[Stored entries]
-------------------------
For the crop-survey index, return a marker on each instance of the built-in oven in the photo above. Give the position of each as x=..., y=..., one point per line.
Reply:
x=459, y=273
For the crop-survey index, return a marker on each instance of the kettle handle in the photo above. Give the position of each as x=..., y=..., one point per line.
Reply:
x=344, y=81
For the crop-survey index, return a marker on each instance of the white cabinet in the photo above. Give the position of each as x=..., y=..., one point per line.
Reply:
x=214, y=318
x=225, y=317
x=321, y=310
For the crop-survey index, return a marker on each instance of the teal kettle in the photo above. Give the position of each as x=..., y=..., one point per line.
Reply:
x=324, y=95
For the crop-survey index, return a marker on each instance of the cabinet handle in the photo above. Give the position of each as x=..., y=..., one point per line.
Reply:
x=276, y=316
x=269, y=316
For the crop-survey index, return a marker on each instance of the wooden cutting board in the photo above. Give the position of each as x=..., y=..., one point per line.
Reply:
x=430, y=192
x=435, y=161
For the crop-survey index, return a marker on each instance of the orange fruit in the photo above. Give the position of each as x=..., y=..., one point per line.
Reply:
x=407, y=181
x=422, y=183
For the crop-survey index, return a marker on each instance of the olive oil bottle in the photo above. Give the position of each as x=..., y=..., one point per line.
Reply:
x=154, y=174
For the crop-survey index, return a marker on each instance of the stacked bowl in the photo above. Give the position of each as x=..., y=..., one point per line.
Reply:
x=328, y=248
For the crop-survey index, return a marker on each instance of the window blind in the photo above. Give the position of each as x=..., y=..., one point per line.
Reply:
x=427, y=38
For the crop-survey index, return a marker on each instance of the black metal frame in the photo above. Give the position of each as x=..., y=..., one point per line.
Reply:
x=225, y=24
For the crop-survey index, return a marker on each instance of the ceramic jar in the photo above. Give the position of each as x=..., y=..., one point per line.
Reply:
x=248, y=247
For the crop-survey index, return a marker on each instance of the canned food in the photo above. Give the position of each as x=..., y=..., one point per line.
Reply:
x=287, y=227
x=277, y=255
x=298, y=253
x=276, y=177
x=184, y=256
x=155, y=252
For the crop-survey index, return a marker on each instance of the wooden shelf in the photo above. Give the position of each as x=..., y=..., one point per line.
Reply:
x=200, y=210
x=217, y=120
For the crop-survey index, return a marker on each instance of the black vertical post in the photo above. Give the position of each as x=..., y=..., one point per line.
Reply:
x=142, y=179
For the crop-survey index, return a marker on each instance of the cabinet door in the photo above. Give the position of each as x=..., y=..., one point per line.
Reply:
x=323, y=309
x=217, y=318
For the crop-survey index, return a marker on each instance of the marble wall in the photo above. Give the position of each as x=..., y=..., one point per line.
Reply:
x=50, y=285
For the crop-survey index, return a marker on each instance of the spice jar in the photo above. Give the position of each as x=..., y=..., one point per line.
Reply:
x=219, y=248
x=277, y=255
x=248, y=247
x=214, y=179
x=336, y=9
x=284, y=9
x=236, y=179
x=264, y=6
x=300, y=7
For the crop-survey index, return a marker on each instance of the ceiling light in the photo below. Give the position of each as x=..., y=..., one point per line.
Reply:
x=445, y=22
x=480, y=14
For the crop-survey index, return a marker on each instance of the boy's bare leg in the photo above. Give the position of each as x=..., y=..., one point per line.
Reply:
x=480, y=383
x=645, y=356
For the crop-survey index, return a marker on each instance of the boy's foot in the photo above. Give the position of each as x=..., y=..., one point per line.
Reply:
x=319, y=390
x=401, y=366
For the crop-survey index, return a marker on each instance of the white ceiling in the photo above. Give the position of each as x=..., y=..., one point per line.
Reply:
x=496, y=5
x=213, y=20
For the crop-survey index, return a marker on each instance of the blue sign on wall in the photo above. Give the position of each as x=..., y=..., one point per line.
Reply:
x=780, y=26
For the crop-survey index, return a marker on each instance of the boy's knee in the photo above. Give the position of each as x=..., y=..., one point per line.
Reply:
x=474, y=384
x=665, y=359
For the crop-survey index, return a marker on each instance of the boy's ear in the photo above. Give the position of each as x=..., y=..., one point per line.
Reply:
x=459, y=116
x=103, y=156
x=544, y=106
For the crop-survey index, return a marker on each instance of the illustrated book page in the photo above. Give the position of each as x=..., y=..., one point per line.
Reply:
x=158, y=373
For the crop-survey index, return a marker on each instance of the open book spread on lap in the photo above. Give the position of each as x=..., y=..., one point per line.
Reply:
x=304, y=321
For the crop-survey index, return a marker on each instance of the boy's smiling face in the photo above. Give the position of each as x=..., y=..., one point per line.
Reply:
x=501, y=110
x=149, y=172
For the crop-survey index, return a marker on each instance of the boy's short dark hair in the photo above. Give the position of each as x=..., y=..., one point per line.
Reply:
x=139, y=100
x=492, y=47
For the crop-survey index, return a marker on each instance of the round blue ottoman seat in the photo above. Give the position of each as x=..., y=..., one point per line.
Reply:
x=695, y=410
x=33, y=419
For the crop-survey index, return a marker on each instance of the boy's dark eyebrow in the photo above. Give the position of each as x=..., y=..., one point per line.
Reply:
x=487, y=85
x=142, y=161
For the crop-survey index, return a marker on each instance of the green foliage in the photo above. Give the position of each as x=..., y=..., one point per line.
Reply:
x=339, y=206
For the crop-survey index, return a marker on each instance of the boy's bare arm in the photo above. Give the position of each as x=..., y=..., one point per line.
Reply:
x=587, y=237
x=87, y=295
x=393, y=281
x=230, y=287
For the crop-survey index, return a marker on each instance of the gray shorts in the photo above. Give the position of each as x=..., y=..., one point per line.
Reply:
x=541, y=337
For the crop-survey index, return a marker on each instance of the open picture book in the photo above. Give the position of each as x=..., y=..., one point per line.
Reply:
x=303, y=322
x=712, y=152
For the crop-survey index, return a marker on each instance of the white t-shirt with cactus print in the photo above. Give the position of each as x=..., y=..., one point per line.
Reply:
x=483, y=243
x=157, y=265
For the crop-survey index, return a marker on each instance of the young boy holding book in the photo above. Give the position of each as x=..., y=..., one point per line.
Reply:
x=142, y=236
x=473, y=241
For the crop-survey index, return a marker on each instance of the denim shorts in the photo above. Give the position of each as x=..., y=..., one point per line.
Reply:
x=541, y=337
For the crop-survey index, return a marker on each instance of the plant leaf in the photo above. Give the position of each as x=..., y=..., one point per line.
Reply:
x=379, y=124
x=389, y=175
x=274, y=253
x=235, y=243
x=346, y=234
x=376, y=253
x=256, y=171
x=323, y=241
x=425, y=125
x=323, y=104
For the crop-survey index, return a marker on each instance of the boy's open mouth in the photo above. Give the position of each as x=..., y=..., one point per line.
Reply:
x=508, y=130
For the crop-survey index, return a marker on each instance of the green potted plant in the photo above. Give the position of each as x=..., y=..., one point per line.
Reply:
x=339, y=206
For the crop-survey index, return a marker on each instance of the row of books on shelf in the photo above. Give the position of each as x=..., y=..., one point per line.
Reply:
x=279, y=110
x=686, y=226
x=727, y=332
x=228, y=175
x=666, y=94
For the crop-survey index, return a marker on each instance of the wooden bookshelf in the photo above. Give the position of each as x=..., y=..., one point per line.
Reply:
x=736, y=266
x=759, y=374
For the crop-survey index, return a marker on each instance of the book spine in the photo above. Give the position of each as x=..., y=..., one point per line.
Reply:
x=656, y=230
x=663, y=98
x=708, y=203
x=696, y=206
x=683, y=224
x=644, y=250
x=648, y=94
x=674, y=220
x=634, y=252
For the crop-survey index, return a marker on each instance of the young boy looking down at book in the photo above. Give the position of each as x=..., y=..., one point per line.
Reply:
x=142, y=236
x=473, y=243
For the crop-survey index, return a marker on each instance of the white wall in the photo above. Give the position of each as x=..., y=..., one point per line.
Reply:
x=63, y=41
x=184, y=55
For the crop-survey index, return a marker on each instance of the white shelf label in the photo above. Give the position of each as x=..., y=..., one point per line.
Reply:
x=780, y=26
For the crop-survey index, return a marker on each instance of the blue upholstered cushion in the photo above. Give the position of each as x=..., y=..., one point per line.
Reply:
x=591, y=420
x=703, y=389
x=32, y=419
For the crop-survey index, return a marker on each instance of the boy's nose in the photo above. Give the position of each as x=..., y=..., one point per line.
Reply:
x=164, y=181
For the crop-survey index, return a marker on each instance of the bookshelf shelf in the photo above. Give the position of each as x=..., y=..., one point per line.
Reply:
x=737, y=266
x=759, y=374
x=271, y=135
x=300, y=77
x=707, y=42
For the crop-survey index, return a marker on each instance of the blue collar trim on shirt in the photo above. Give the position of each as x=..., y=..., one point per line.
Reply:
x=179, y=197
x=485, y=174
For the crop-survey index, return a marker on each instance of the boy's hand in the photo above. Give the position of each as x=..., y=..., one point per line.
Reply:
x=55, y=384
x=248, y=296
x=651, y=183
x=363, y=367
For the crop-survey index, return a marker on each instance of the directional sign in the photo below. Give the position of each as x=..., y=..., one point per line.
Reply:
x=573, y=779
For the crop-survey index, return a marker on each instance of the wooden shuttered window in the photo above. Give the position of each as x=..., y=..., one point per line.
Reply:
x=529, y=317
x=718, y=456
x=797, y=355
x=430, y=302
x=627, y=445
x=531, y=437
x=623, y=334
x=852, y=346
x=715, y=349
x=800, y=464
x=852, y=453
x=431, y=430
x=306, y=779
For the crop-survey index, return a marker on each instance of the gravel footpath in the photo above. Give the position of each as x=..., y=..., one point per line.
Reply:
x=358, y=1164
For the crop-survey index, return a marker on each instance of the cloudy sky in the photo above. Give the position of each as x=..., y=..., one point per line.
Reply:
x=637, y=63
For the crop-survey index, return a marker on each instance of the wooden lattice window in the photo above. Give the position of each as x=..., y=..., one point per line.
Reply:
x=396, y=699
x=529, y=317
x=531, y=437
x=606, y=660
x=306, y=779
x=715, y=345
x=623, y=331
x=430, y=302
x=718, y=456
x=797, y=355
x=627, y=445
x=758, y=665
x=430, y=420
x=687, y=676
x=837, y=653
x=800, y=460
-------------------------
Job:
Copy the records word for word, starting at their first line and stopping after the line that contains "x=344, y=81".

Output of the task:
For the crop-survey index, return a marker on each instance of the built-in oven in the photo above. Give the position of each as x=..., y=..., one point per line.
Reply:
x=459, y=273
For the crop-survey index, return a marker on each instance of the kettle handle in the photo above. Give the position of each as x=..., y=..., one point per line.
Reply:
x=344, y=81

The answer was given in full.